### SHORT EXERCISE
Quote verbatim the rows below, from the line containing "[outline] moored boat" through the final line, including both of those lines.

### RAW DATA
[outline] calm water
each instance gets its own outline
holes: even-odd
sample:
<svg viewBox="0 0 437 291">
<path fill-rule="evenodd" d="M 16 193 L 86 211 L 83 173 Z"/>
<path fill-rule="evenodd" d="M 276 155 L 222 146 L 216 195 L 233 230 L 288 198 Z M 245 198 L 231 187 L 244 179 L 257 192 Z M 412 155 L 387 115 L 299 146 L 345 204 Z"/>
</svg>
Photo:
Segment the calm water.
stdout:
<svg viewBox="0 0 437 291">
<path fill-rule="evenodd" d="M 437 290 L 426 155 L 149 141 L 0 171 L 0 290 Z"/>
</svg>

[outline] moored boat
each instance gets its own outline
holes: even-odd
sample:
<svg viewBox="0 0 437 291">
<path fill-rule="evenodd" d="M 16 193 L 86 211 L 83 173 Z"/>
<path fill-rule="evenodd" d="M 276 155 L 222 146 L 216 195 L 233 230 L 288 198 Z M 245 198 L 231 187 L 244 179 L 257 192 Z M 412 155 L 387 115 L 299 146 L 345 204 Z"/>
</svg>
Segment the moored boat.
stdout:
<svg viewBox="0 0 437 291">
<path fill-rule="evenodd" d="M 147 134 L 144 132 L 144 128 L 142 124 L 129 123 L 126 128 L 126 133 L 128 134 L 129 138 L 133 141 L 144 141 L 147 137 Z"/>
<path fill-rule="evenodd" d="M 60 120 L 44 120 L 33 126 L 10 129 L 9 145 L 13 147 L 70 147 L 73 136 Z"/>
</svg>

### CORRECT RESULT
[outline] moored boat
each instance gets its own outline
holes: even-odd
sample:
<svg viewBox="0 0 437 291">
<path fill-rule="evenodd" d="M 16 193 L 86 211 L 83 173 Z"/>
<path fill-rule="evenodd" d="M 276 155 L 222 146 L 216 195 L 233 230 L 288 198 Z M 245 198 L 231 187 L 244 179 L 257 192 Z M 412 155 L 387 115 L 299 146 L 345 204 Z"/>
</svg>
Segment the moored boat.
stdout:
<svg viewBox="0 0 437 291">
<path fill-rule="evenodd" d="M 147 134 L 144 132 L 144 128 L 142 124 L 129 123 L 126 128 L 126 133 L 128 134 L 129 138 L 133 141 L 144 141 L 147 137 Z"/>
<path fill-rule="evenodd" d="M 60 120 L 44 120 L 33 126 L 10 129 L 9 145 L 13 147 L 70 147 L 73 136 Z"/>
</svg>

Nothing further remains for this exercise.